__Stored data__:
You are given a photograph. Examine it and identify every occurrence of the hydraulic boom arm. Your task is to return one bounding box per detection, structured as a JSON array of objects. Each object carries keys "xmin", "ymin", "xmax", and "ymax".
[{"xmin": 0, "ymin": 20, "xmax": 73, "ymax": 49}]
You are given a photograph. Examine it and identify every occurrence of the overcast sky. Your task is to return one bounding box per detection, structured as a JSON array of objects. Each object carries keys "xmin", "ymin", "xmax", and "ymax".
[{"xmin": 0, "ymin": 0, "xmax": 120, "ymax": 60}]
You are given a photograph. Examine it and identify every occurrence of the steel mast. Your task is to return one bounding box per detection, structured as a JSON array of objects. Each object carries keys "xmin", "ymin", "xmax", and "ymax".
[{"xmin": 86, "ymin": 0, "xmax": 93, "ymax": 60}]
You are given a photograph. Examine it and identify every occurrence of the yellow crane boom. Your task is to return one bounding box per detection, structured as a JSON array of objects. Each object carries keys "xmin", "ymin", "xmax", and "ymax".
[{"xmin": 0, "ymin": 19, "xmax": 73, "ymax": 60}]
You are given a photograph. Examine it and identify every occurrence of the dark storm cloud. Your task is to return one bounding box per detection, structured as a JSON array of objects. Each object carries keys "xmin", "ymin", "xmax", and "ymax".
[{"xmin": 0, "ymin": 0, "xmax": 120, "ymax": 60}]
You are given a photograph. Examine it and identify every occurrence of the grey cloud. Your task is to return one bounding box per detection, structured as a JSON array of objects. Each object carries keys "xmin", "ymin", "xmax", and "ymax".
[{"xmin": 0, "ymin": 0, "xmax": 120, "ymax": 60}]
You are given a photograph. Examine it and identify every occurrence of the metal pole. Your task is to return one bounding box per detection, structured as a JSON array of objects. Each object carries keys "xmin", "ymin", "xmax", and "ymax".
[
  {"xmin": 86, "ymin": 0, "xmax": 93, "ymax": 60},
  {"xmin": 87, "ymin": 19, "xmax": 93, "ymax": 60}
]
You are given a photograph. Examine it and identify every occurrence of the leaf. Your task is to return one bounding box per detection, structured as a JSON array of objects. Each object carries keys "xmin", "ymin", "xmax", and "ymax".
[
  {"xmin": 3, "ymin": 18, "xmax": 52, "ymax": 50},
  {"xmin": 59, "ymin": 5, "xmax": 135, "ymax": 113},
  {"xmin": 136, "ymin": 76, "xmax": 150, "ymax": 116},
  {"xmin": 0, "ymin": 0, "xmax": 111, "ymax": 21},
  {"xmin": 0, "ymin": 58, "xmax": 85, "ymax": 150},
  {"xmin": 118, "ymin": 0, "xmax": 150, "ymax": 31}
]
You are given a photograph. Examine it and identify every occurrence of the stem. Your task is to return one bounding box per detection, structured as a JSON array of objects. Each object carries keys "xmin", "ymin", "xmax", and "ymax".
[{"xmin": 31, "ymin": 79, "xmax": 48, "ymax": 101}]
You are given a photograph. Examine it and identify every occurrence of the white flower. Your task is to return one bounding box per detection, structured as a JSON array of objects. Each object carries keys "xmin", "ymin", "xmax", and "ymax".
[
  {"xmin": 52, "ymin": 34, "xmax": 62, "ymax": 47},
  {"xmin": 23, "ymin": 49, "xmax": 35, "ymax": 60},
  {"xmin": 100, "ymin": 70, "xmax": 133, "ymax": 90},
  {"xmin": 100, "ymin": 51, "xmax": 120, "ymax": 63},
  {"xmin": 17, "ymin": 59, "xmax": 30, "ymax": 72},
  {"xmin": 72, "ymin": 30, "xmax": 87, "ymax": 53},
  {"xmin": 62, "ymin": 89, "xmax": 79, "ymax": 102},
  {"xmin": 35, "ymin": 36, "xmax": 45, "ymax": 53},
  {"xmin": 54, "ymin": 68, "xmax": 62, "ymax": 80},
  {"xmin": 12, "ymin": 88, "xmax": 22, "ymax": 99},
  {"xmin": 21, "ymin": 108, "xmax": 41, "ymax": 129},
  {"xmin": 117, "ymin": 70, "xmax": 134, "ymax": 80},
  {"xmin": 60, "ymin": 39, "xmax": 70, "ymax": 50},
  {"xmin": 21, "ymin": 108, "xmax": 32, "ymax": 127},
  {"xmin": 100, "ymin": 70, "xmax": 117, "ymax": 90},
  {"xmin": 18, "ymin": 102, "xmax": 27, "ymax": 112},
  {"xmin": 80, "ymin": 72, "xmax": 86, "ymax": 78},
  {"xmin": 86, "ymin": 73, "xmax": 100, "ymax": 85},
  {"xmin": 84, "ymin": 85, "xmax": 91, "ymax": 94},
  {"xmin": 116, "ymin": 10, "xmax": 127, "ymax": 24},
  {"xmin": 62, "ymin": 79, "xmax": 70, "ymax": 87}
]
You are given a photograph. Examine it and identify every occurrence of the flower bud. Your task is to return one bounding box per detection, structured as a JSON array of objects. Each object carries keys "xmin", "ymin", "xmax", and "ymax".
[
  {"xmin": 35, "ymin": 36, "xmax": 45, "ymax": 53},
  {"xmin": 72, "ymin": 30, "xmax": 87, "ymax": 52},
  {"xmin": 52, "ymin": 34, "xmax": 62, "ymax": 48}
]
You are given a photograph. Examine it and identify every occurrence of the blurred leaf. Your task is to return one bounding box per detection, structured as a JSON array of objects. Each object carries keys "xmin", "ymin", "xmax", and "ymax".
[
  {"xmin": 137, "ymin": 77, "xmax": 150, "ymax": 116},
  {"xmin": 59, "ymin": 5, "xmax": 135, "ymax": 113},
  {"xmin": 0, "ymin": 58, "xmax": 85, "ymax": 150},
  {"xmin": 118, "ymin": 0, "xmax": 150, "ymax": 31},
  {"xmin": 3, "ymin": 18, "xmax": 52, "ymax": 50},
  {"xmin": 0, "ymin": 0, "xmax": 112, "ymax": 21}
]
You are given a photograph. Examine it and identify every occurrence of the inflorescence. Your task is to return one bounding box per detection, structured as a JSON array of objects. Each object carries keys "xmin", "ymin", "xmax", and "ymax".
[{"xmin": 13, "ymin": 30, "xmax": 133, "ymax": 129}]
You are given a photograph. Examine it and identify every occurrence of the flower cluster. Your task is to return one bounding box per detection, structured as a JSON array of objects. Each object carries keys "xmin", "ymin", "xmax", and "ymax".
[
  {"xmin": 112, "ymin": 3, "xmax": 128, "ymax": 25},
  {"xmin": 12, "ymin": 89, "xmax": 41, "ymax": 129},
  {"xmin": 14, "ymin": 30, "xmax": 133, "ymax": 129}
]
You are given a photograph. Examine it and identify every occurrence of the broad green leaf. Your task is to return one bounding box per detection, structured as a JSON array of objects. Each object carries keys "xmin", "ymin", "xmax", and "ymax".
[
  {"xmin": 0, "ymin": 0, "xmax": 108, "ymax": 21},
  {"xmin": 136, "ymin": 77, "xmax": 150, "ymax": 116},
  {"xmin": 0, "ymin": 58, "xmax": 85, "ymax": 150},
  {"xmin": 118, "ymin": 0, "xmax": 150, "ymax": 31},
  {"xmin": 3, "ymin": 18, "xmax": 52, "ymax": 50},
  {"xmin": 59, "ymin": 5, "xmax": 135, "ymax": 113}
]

__Challenge__:
Can you convert every line above into a Markdown table with the columns n and Line, numbering each row and leaving out blank lines?

__Answer to this exercise__:
| n | Line |
|---|---|
| 1 | You are given a photograph. Examine it and identify every occurrence of the hydraulic boom arm. Your task is to return one bounding box per detection, structured as a JSON array of objects. Each object carries keys "xmin", "ymin", "xmax", and "ymax". |
| 2 | [{"xmin": 0, "ymin": 20, "xmax": 73, "ymax": 49}] |
| 3 | You are given a photograph. Examine it and identify every occurrence of the overcast sky. Your task is to return one bounding box per detection, structured as a JSON array of objects. Each object carries keys "xmin", "ymin", "xmax", and "ymax". |
| 4 | [{"xmin": 0, "ymin": 0, "xmax": 120, "ymax": 60}] |
| 5 | You are given a photograph. Examine it and identify every occurrence of the steel mast. Your task is to return one bounding box per detection, structured as a JSON array of objects. Each object carries keys "xmin", "ymin", "xmax", and "ymax". |
| 6 | [{"xmin": 86, "ymin": 0, "xmax": 93, "ymax": 60}] |
| 7 | You are given a photograph. Examine it and identify every occurrence of the yellow crane boom. Your task is to return one bounding box per detection, structured as a JSON array of objects. Each object carries keys "xmin", "ymin", "xmax", and "ymax". |
| 8 | [{"xmin": 0, "ymin": 19, "xmax": 73, "ymax": 60}] |
| 9 | You are given a photograph. Examine it and identify every occurrence of the dark storm cloud. Your task is to return one bounding box per detection, structured as a JSON array of objects. Each object carries keys "xmin", "ymin", "xmax", and "ymax". |
| 10 | [{"xmin": 0, "ymin": 0, "xmax": 120, "ymax": 60}] |
| 11 | You are given a photograph. Examine it and identify every occurrence of the grey cloud. Your task is to return one bounding box per detection, structured as a JSON array of objects. Each object carries keys "xmin", "ymin", "xmax", and "ymax". |
| 12 | [{"xmin": 0, "ymin": 0, "xmax": 120, "ymax": 60}] |
| 13 | You are given a photograph. Examine it and identify every occurrence of the metal pole. Your task is to return one bounding box per detection, structured as a JSON array of objects. Each object carries keys "xmin", "ymin", "xmax", and "ymax". |
| 14 | [ |
| 15 |   {"xmin": 86, "ymin": 0, "xmax": 93, "ymax": 60}, |
| 16 |   {"xmin": 87, "ymin": 19, "xmax": 93, "ymax": 60} |
| 17 | ] |
| 18 | You are given a photograph. Examine it and identify every occurrence of the leaf. Your task is to return one bounding box per detection, structured as a JSON array of objects. Each object carries keys "xmin", "ymin", "xmax", and "ymax". |
| 19 | [ |
| 20 |   {"xmin": 3, "ymin": 18, "xmax": 52, "ymax": 50}, |
| 21 |   {"xmin": 59, "ymin": 5, "xmax": 135, "ymax": 113}, |
| 22 |   {"xmin": 136, "ymin": 76, "xmax": 150, "ymax": 116}, |
| 23 |   {"xmin": 0, "ymin": 0, "xmax": 111, "ymax": 21}, |
| 24 |   {"xmin": 0, "ymin": 58, "xmax": 85, "ymax": 150}, |
| 25 |   {"xmin": 118, "ymin": 0, "xmax": 150, "ymax": 31} |
| 26 | ] |
| 27 | You are given a photograph. Examine it and identify every occurrence of the stem. Your task is to return one bounding box per detection, structured as a JSON array of objects. Each object carries keys "xmin", "ymin", "xmax", and "ymax". |
| 28 | [{"xmin": 31, "ymin": 79, "xmax": 48, "ymax": 101}] |
| 29 | You are given a photograph. Examine it and identify every occurrence of the white flower. Your task is to return one bounding box per detection, structured as a JSON array of objects. Each object carries keys "xmin", "ymin", "xmax", and "ymax". |
| 30 | [ |
| 31 |   {"xmin": 52, "ymin": 34, "xmax": 62, "ymax": 47}, |
| 32 |   {"xmin": 23, "ymin": 49, "xmax": 35, "ymax": 60}, |
| 33 |   {"xmin": 100, "ymin": 70, "xmax": 133, "ymax": 90}, |
| 34 |   {"xmin": 100, "ymin": 51, "xmax": 120, "ymax": 63}, |
| 35 |   {"xmin": 17, "ymin": 59, "xmax": 30, "ymax": 72}, |
| 36 |   {"xmin": 72, "ymin": 30, "xmax": 87, "ymax": 53}, |
| 37 |   {"xmin": 62, "ymin": 89, "xmax": 79, "ymax": 102}, |
| 38 |   {"xmin": 35, "ymin": 36, "xmax": 45, "ymax": 53}, |
| 39 |   {"xmin": 54, "ymin": 68, "xmax": 62, "ymax": 80}, |
| 40 |   {"xmin": 12, "ymin": 88, "xmax": 22, "ymax": 99}, |
| 41 |   {"xmin": 21, "ymin": 108, "xmax": 41, "ymax": 129}, |
| 42 |   {"xmin": 117, "ymin": 70, "xmax": 134, "ymax": 80}, |
| 43 |   {"xmin": 60, "ymin": 39, "xmax": 70, "ymax": 50}, |
| 44 |   {"xmin": 21, "ymin": 108, "xmax": 32, "ymax": 127}, |
| 45 |   {"xmin": 100, "ymin": 70, "xmax": 117, "ymax": 90}, |
| 46 |   {"xmin": 18, "ymin": 102, "xmax": 27, "ymax": 112}, |
| 47 |   {"xmin": 80, "ymin": 72, "xmax": 86, "ymax": 78}, |
| 48 |   {"xmin": 86, "ymin": 73, "xmax": 100, "ymax": 85}, |
| 49 |   {"xmin": 84, "ymin": 85, "xmax": 91, "ymax": 94}, |
| 50 |   {"xmin": 116, "ymin": 10, "xmax": 127, "ymax": 24}, |
| 51 |   {"xmin": 62, "ymin": 79, "xmax": 70, "ymax": 87} |
| 52 | ] |
| 53 | You are given a photograph. Examine it and identify every occurrence of the flower bud. Your task is to return one bounding box per detection, structured as a JSON array of objects. Each object carries keys "xmin", "ymin", "xmax", and "ymax". |
| 54 | [ |
| 55 |   {"xmin": 35, "ymin": 36, "xmax": 45, "ymax": 53}, |
| 56 |   {"xmin": 72, "ymin": 30, "xmax": 87, "ymax": 52}, |
| 57 |   {"xmin": 52, "ymin": 34, "xmax": 62, "ymax": 48} |
| 58 | ] |
| 59 | You are given a photograph. Examine it and identify every occurrence of the blurred leaf. Your task is to return one bounding box per detection, structured as a JSON array of objects. Each object carries keys "xmin", "ymin", "xmax", and "ymax". |
| 60 | [ |
| 61 |   {"xmin": 137, "ymin": 77, "xmax": 150, "ymax": 116}, |
| 62 |   {"xmin": 59, "ymin": 5, "xmax": 135, "ymax": 113}, |
| 63 |   {"xmin": 0, "ymin": 58, "xmax": 85, "ymax": 150}, |
| 64 |   {"xmin": 118, "ymin": 0, "xmax": 150, "ymax": 31}, |
| 65 |   {"xmin": 3, "ymin": 18, "xmax": 52, "ymax": 50}, |
| 66 |   {"xmin": 0, "ymin": 0, "xmax": 112, "ymax": 21} |
| 67 | ] |
| 68 | You are given a photograph. Examine it and identify every occurrence of the inflorescence. Your task is to return one bounding box per detection, structured as a JSON array of objects. Each object carries keys "xmin", "ymin", "xmax", and "ymax". |
| 69 | [{"xmin": 13, "ymin": 30, "xmax": 133, "ymax": 129}] |
| 70 | You are given a photograph. Examine it and identify every occurrence of the flower cluster. Your task is to return one bounding box per detection, structured as a JSON array of objects. Each object carries keys "xmin", "ymin", "xmax", and "ymax". |
| 71 | [ |
| 72 |   {"xmin": 112, "ymin": 3, "xmax": 128, "ymax": 25}, |
| 73 |   {"xmin": 12, "ymin": 89, "xmax": 41, "ymax": 129}, |
| 74 |   {"xmin": 14, "ymin": 30, "xmax": 133, "ymax": 129} |
| 75 | ] |
| 76 | You are given a photograph. Examine it and identify every occurrence of the broad green leaf. Your task is to return one bounding box per detection, structured as a JSON array of objects. Each object carries keys "xmin", "ymin", "xmax", and "ymax". |
| 77 | [ |
| 78 |   {"xmin": 0, "ymin": 0, "xmax": 108, "ymax": 21}, |
| 79 |   {"xmin": 136, "ymin": 77, "xmax": 150, "ymax": 116}, |
| 80 |   {"xmin": 0, "ymin": 58, "xmax": 85, "ymax": 150}, |
| 81 |   {"xmin": 118, "ymin": 0, "xmax": 150, "ymax": 31}, |
| 82 |   {"xmin": 3, "ymin": 18, "xmax": 52, "ymax": 50}, |
| 83 |   {"xmin": 59, "ymin": 5, "xmax": 135, "ymax": 113} |
| 84 | ] |